In case the another company referred to in the preceding Paragraph is a
newly incorporated company, then the meeting of shareholders of the split
company shall be regarded as the promoters meeting of the said another
company, and election of the directors and supervisors of such new company
may be conducted at that meeting.
The provisions of Article 187 and Article 188 of this Act shall apply,
mutatis mutandis, to the circumstance specified in the preceding Paragraph.

Article 317-1   
The contract of consolidation or merger, as mentioned in Paragraph 1 of
the preceding article, shall be made in writing setting forth the following
particular:
1.The name of the consolidated or merged company and, after the
consolidation or merger, the name of the surviving company or the
newly incorporated company;
2.Total number of shares, kinds of shares and amounts of each kind issued
by the surviving company or newly incorporated company as a result of the
consolidation or merger;
3.Where shares are to be issued to shareholders of the dissolved company
by the surviving company or newly incorporated company as a result of
consolidation or merger, the total number of new shares, kinds of shares
and amount of each kind, method of distribution, together with other
relevant matters;
4.The relevant provision applicable if the amount of shares to be issued
to shareholders of the dissolved company after consolidation or merger
is less than the value of one share and payable in cash;
5.The Articles of Incorporation of a surviving company must be modified
or altered, or that of a newly incorporated company to be executed, in
accordance with Article 129.
The aforesaid contract of consolidation or merger shall be sent to
shareholders together with the notice to convene a meeting of shareholders
for approval of the resolution to be adopted for consolidation or merger.

### EXERCISE TASK 1
Under the company law excerpt, which article must a surviving company's Articles of Incorporation be modified in accordance with?

### THE DATA

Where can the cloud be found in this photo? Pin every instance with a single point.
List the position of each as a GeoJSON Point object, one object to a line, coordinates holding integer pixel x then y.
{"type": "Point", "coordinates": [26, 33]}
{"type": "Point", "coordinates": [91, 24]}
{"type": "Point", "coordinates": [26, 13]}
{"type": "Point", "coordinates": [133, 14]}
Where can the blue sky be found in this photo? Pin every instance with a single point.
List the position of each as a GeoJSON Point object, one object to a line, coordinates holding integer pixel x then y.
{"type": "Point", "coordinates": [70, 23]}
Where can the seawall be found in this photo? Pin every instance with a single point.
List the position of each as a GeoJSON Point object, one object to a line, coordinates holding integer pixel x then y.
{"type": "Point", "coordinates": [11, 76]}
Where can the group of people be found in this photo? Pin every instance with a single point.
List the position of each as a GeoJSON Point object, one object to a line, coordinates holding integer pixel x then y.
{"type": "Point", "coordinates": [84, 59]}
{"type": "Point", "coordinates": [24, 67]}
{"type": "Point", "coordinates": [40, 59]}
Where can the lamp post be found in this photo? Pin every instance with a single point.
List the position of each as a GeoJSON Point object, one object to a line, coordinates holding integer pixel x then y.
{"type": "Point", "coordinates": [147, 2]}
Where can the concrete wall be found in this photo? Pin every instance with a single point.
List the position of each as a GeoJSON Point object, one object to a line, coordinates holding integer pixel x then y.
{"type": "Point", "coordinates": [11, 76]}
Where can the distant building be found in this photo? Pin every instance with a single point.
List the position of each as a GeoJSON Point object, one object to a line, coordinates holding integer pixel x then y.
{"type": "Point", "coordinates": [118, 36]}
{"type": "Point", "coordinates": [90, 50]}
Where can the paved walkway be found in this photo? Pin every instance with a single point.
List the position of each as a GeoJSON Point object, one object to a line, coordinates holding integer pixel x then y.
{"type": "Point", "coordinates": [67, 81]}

### EXERCISE TASK 2
Duplicate the entries from the line with "Where can the lamp" up to and including the final line of the entries.

### FULL ANSWER 1
Article 129

### FULL ANSWER 2
Where can the lamp post be found in this photo? Pin every instance with a single point.
List the position of each as a GeoJSON Point object, one object to a line, coordinates holding integer pixel x then y.
{"type": "Point", "coordinates": [147, 2]}
Where can the concrete wall be found in this photo? Pin every instance with a single point.
List the position of each as a GeoJSON Point object, one object to a line, coordinates holding integer pixel x then y.
{"type": "Point", "coordinates": [11, 76]}
Where can the distant building be found in this photo? Pin every instance with a single point.
List the position of each as a GeoJSON Point object, one object to a line, coordinates holding integer pixel x then y.
{"type": "Point", "coordinates": [118, 36]}
{"type": "Point", "coordinates": [90, 50]}
Where can the paved walkway be found in this photo? Pin every instance with a single point.
List the position of each as a GeoJSON Point object, one object to a line, coordinates holding integer pixel x then y.
{"type": "Point", "coordinates": [67, 81]}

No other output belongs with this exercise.